▶ _A run of records_:
# # #

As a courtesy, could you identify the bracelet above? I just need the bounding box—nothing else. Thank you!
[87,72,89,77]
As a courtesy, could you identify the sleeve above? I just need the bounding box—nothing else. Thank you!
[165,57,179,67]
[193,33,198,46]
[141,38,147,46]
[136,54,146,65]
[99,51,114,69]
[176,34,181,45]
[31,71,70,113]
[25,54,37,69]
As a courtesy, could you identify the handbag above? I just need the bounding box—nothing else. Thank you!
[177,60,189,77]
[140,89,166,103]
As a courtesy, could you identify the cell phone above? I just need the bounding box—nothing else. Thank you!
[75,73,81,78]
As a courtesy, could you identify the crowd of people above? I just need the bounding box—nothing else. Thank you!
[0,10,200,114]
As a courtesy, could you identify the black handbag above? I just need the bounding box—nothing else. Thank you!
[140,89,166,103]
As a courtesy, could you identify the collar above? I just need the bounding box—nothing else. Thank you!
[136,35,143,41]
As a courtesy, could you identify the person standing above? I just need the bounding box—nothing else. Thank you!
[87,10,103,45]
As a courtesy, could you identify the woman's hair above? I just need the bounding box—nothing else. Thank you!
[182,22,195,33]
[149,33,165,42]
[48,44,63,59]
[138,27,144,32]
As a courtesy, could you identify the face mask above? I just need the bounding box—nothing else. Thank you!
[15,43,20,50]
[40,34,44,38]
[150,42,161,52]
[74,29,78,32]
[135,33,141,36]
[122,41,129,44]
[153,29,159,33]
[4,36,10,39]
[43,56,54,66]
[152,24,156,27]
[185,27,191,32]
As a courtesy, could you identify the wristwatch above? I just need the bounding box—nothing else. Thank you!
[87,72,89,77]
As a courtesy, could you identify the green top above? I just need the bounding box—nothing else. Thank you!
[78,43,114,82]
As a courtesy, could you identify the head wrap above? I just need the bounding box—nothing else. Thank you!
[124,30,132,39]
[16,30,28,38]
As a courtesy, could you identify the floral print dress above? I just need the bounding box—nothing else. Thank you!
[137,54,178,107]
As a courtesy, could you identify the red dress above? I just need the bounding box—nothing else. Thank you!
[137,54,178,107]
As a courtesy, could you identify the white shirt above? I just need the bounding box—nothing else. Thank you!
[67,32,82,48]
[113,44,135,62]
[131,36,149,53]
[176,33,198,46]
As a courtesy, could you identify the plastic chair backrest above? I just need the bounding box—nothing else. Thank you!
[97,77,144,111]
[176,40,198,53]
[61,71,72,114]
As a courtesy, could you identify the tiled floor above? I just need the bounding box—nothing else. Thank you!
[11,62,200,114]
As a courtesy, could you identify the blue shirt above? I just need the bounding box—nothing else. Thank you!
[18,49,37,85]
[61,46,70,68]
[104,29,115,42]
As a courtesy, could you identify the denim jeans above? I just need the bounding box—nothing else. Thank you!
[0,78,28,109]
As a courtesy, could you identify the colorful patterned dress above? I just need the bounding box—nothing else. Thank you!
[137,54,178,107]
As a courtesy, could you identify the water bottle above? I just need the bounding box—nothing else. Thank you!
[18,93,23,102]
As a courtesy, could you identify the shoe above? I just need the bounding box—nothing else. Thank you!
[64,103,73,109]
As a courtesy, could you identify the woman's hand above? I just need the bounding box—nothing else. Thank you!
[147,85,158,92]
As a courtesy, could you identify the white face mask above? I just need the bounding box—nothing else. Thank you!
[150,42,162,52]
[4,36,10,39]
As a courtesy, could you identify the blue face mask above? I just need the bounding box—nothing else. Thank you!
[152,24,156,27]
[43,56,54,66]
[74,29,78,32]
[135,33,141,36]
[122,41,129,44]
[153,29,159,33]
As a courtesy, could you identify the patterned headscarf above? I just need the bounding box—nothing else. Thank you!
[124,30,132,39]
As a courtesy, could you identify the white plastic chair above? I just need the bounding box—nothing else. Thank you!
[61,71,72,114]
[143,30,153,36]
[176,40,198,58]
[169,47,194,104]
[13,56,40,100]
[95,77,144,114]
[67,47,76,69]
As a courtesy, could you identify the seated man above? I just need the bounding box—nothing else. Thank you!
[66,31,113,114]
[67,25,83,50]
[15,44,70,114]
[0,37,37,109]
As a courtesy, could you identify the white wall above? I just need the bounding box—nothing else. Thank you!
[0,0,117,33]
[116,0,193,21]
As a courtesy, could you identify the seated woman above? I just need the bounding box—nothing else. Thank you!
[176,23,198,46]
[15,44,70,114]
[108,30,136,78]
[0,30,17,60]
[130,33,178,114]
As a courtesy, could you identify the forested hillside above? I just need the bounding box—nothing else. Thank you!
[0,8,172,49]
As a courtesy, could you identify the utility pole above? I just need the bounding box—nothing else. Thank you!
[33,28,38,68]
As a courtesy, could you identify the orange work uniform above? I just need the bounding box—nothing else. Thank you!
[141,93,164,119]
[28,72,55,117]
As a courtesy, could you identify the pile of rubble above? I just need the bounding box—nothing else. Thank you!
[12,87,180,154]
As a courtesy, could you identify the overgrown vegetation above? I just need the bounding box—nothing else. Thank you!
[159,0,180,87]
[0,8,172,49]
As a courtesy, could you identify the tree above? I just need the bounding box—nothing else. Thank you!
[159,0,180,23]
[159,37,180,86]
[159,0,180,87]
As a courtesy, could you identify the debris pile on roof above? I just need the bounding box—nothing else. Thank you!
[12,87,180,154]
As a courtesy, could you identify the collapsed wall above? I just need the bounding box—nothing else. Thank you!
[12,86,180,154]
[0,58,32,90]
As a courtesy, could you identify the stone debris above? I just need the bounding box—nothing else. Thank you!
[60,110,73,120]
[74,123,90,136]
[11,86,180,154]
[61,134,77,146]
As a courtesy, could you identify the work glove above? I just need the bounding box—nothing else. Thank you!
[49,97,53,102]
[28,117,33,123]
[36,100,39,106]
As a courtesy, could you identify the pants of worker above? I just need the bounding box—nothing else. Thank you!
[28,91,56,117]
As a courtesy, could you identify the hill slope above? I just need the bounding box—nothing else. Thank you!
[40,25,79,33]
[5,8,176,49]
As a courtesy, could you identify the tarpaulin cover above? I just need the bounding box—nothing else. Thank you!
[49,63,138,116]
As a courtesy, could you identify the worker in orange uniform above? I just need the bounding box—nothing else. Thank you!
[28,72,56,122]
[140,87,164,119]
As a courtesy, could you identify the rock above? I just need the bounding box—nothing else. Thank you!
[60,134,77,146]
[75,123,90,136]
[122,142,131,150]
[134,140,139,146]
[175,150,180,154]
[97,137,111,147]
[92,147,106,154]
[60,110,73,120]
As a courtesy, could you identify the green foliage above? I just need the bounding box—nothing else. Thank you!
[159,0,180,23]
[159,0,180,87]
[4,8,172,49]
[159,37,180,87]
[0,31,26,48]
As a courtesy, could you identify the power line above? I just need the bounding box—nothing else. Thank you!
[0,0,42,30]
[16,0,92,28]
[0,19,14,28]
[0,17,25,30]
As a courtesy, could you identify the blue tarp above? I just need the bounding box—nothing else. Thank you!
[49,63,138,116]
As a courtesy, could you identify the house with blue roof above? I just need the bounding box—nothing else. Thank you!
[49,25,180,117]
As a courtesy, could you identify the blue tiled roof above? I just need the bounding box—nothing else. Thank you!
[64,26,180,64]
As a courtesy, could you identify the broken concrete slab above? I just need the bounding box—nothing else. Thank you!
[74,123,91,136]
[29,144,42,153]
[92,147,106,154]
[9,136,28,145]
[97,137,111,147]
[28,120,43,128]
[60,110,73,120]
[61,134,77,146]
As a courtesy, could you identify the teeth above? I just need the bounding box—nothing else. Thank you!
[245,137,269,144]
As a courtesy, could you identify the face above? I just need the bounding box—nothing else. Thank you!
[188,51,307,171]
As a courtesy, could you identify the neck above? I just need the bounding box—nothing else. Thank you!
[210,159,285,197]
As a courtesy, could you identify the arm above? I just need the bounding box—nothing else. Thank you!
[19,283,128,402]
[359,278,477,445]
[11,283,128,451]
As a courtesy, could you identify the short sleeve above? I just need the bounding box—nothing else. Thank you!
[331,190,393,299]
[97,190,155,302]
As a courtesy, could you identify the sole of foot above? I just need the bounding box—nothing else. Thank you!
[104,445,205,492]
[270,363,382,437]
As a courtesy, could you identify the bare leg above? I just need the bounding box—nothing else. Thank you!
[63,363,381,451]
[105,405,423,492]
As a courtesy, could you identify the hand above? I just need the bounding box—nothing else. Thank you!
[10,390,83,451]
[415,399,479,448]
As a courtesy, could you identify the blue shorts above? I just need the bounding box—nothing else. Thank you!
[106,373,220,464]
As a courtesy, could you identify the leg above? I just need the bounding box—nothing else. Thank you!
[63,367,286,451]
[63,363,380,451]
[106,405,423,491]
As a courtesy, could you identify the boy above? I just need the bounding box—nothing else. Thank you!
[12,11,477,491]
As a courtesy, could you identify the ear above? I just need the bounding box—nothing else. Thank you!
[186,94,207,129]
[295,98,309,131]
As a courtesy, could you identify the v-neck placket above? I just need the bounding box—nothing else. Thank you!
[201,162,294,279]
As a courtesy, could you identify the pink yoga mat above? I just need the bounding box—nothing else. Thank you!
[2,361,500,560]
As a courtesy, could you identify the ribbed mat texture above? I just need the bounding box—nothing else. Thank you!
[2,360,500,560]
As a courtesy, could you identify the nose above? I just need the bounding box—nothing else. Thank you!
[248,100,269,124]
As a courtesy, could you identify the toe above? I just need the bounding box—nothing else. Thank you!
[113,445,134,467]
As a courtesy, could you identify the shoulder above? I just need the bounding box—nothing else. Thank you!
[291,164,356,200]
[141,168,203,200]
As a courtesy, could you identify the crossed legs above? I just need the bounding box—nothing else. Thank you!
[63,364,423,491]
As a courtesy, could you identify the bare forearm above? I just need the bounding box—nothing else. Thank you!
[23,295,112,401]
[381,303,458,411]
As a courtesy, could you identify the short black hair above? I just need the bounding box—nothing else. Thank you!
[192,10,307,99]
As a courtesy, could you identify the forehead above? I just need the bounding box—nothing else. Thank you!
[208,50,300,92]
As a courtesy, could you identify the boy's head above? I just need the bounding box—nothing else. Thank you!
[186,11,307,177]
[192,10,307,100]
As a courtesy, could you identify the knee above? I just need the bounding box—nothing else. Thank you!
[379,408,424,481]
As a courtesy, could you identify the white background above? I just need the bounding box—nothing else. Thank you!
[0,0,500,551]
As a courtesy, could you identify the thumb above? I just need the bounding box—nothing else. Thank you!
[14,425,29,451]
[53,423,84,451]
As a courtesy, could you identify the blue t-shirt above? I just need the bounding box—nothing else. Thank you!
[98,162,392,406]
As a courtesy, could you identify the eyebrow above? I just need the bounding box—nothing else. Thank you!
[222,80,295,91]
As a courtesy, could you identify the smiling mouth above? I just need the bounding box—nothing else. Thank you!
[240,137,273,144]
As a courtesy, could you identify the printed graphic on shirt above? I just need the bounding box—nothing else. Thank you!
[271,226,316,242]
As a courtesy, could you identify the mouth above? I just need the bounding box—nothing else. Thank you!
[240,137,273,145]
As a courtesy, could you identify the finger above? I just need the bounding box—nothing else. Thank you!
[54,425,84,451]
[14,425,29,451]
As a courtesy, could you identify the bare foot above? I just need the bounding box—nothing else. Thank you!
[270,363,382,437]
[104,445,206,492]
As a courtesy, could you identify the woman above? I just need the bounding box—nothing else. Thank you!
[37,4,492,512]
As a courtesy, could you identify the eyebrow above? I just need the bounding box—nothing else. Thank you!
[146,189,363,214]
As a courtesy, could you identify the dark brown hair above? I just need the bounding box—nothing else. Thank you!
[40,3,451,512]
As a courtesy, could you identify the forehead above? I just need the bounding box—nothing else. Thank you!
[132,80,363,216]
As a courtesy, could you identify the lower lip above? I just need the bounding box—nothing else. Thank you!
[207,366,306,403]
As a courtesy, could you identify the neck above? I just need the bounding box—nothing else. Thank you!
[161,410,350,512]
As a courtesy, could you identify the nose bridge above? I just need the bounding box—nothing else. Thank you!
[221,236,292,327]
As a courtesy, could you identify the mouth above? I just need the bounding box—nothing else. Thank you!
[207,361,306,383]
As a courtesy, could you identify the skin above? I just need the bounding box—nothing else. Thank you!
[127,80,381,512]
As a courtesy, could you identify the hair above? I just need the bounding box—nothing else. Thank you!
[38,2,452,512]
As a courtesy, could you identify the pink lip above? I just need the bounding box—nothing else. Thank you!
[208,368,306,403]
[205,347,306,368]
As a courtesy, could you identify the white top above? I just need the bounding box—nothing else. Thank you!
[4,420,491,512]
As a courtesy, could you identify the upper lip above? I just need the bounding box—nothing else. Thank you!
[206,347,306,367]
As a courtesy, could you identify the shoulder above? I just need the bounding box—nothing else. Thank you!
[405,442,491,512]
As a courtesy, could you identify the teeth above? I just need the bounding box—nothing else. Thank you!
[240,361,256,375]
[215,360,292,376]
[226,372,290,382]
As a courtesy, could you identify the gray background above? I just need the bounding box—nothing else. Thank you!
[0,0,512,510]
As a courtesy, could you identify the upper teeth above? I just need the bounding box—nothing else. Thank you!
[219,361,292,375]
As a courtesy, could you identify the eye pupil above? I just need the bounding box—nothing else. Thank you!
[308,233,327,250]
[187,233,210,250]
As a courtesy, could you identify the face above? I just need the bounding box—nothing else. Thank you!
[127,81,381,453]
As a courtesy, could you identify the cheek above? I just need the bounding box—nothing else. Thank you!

# # #

Repeat, unchanged, everything in the data from the line containing "As a courtesy, could you identify the woman above?" down to the line containing "[405,442,491,512]", including both of those lines.

▶ _EXERCISE ANSWER_:
As a courtesy, could you identify the woman above? I just need the bounding box—nothing else. Thank you!
[37,4,492,512]
As a courtesy, could you identify the eyebrow above? I just need the bounding box—nothing else. Thank you!
[146,189,363,214]
As a courtesy, could you identify the dark brown hair above? I just need the bounding box—nothing else. Thank you!
[40,3,451,512]
As a courtesy, could you identify the forehead above? I just need the bounding box—nothing else. Thank you!
[132,80,363,216]
As a courtesy, could you identify the lower lip above? I just need the bounding box—nothing else. Thank you!
[207,366,306,403]
As a courtesy, could you identify the neck above? I just need the bounding box—nothing else. Thank you!
[161,410,350,512]
As a courtesy, could you identify the nose bridge above? I just need the bounding box—nothing else. Thank you!
[221,236,292,327]
As a courtesy, could you identify the mouth above? I just need the bounding box—nothing else. Thank you!
[207,361,306,383]
As a courtesy, could you identify the skin above? I just need the bounding box—nothing else. Thank you!
[127,80,381,512]
As a courtesy, could you identify the hair above? I just need the bounding box—nothing else. Thank you!
[38,2,452,512]
As a courtesy, could you identify the pink lip above? I just need the bounding box—nothing else. Thank you!
[208,368,306,403]
[205,347,306,368]
As a courtesy, could you identify the white top above? I just need the bounding box—nothing else. Thank you!
[4,420,491,512]
As a courtesy, could you identify the upper lip above? I just need the bounding box—nothing else. Thank you!
[206,347,306,367]
As a courtesy, could you identify the shoulder above? I just need the bounding box—nothing else. Thank you!
[405,442,491,512]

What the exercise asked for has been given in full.